→ Work request
Repeat the entries that follow verbatim, without any of their pictures.

Saved entries:
#####

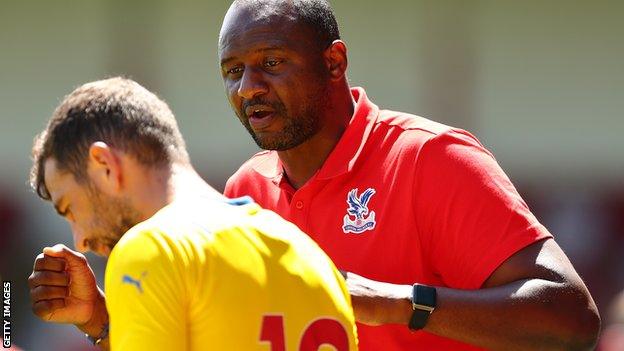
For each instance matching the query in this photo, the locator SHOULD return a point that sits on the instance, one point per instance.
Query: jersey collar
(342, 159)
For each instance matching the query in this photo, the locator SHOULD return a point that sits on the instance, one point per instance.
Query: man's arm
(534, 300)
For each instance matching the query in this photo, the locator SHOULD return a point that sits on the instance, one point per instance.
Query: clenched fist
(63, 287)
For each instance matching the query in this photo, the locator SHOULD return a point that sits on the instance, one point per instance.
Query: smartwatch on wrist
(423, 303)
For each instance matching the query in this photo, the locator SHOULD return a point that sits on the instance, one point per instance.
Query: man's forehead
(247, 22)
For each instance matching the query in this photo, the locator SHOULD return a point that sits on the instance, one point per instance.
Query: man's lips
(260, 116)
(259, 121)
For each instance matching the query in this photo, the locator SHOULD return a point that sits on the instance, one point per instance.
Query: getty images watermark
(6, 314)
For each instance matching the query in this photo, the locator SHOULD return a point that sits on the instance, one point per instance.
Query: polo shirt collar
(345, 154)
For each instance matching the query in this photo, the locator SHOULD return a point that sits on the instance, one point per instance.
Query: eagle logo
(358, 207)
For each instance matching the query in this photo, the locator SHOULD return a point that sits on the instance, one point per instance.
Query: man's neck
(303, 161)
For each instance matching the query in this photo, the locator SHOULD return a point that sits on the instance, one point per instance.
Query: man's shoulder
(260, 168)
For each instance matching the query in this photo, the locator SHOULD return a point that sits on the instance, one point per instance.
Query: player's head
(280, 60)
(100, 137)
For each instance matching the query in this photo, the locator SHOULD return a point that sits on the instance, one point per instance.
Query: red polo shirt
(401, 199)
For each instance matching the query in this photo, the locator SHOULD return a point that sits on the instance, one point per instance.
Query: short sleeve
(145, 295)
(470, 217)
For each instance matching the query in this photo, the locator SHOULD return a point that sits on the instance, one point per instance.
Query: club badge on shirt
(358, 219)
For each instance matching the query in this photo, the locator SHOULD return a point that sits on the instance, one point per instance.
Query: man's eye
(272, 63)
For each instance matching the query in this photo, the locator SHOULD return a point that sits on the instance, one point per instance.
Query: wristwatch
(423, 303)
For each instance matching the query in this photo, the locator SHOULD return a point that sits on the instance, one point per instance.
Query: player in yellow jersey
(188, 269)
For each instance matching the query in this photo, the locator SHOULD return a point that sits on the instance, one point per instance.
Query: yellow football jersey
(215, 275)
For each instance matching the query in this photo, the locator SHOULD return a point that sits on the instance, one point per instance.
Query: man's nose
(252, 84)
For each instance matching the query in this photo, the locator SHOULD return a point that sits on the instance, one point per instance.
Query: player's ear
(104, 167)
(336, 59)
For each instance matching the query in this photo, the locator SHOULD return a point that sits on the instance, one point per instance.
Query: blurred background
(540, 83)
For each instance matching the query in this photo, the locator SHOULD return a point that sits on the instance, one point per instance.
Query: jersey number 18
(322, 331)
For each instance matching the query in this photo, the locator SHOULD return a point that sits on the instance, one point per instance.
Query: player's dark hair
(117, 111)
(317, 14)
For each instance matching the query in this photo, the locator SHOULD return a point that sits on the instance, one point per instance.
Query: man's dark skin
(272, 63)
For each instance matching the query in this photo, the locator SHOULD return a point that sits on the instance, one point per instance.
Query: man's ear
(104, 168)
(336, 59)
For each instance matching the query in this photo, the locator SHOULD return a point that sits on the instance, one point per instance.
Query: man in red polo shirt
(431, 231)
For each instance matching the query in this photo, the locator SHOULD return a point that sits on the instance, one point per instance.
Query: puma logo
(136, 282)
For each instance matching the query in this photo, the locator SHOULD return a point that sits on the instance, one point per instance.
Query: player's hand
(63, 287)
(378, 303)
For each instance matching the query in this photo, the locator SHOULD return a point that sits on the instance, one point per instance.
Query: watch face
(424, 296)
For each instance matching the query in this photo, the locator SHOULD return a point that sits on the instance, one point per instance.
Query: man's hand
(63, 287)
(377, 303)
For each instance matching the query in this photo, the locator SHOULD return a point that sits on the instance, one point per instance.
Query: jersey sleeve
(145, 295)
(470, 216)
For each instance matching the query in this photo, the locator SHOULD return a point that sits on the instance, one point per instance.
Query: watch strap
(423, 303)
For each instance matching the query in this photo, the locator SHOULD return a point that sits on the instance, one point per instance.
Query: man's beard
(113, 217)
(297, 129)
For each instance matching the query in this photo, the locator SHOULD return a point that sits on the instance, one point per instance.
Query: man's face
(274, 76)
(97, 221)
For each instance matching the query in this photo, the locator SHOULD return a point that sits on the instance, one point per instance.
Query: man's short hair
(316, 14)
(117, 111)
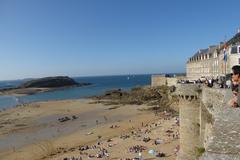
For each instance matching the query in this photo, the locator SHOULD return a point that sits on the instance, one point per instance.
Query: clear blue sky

#####

→ Answer
For each instance matching the query in this photo, the locator SHOULD return a point that sits on the instance, one point per instance.
Query: jersey collar
(342, 159)
For each instance matching the query in this photo, the locator SHOULD return a point that sits on the instance, one point per instance.
Query: man's arm
(534, 300)
For each instance matching the query in this photo, the locator SHOULD return a point that sits on the instance, one point per instance.
Query: clenched fist
(63, 287)
For each instance matching the query in this photo, the locator SHOULD return a point that sits on the instance, one point per instance.
Query: smartwatch on wrist
(423, 303)
For each instance matching the query in this photo, the locator SHOULD return a point that sits on the instance, one point per instance.
Query: man's forehead
(247, 22)
For each instance matching the query in this photo, the locator SHOULD return a point that sits on the instance, one point per instance.
Query: man's lips
(260, 116)
(259, 121)
For each instance matching the query in this photo, the locator SHOULD return a point that sits on the instance, one point per instance.
Query: getty images watermark
(6, 314)
For each instance matching the query in this photo, the locator SHOULD return a point that sits on the instance, one point per instance.
Query: polo shirt collar
(345, 154)
For each instance matching the query in this photo, the locator SHOULD return a point that sits on the instance, one point per instance.
Query: eagle logo
(358, 207)
For each instance matching the query in this photo, the locator SHOULD return a point that sits on the instance, one point per instance.
Query: man's neck
(303, 161)
For each instance matching the query in this photo, the locator SHOULD return a point that sits on the instance, one point per instance.
Query: man's shoulder
(260, 168)
For each instance matching the query in this photo, the locator SHOULD return a point that sits on the instance, one point per instance.
Query: player's head
(280, 60)
(100, 137)
For each instance matching the query in this photo, the locator SHOULD return a point that sits on the instance, one point per instance.
Query: red polo shirt
(401, 199)
For each instance matching the query in this photo, the locator SHOULD return a point that sits on the instance, one point per instance.
Query: short sleeve
(145, 295)
(470, 217)
For each instance matching the query in this photo, the locator SHOULD return a point that sits on the instance, one point per instance.
Query: club badge on shirt
(358, 219)
For each instance matching the query in this photo, the locator SHOULD return a point that sits on the instance, one point per instance.
Query: man's eye
(272, 63)
For each instance matching the query in this photo, the locator SHOULD return a point that sits on the instance, one point per instance.
Query: wristwatch
(423, 303)
For each instance matching the query in this photo, the locator SHOULD return a point that sits on the instance, one point per instance.
Query: player in yellow jersey
(188, 269)
For each instance matching the query in this photo, the locator SHOULD return a point that sits on the instance, one point per instance.
Query: yellow football jersey
(215, 275)
For each instance matching the query in this photo, the locator SHOULD return a point that sits on the instance, one point per instance.
Query: man's nose
(252, 84)
For each instance matching the query in this photo, the locator SHOULD return a point that sits on the instance, one point per instance.
Query: player's ear
(104, 167)
(336, 59)
For each instance matching the query in this photo, the locator SHOULD return a point that sits on the instance, one point per instance.
Query: blurred background
(540, 83)
For each instance matching the query in this photo, the locator SHOULD return a point that sits on the instance, one point per instance.
Query: jersey number 18
(322, 331)
For each instance matching the query in this photo, the locator SHOULD return a point that sits on the instance, one point per instance.
Query: player's dark hair
(117, 111)
(317, 14)
For each instance matching the query in this photo, the locator SHOULD return a point that sits on the instance, one point per instance.
Query: man's dark skin
(272, 63)
For each instance matching the query in this photo, the locator SHOULD return a point that sits on the instance, one point per instance.
Query: man's ear
(104, 168)
(336, 59)
For each instance matching the query in this photo, the locator SHOULD return a point that sits on the instance, one point per instance.
Query: man in red polo shirt
(431, 231)
For each instance matching the query in this photo, the locator SHOULD return a point that sits on the instance, one point per instance.
Query: puma logo
(136, 282)
For each instance matching the query in this photo, the locator SHOULD return a point that sits on the instance, one point per instance.
Query: player's hand
(63, 287)
(378, 303)
For each instance matching the query in this photo, the locator SHOULD return a point that sits on the instance, one point per instance.
Query: watch face
(424, 296)
For each instance matching the query in this photo, the locator SHOULD return a point that sits on the instance, one point per instance.
Query: man's hand
(63, 287)
(377, 303)
For each instance matching the query in this photo, the locator SHOULD return a point that sits on the instance, one point per instance.
Query: jersey sleeve
(145, 295)
(470, 216)
For each instance matching the query in this photo, the locator SHOULD return a point that sits on the instance, one point per instance.
Query: watch strap
(423, 303)
For each instance matching the query in this photo, the locator SHOULD return a point that sits on the instance, one point per instance.
Query: man's beard
(113, 217)
(297, 129)
For each instance matching the query in this photo, the locator SHOULD return a point that sits on the instance, one point per instance.
Query: man's face
(274, 76)
(97, 221)
For each instance matching the query in this photo, the locator SHOULD return a point that sits on the instance, one point per instance.
Query: man's short hair
(316, 14)
(117, 111)
For each instance matching the query in this photo, the locator SHOULD return a point that sits on the instance, one point per instance.
Query: clear blue sky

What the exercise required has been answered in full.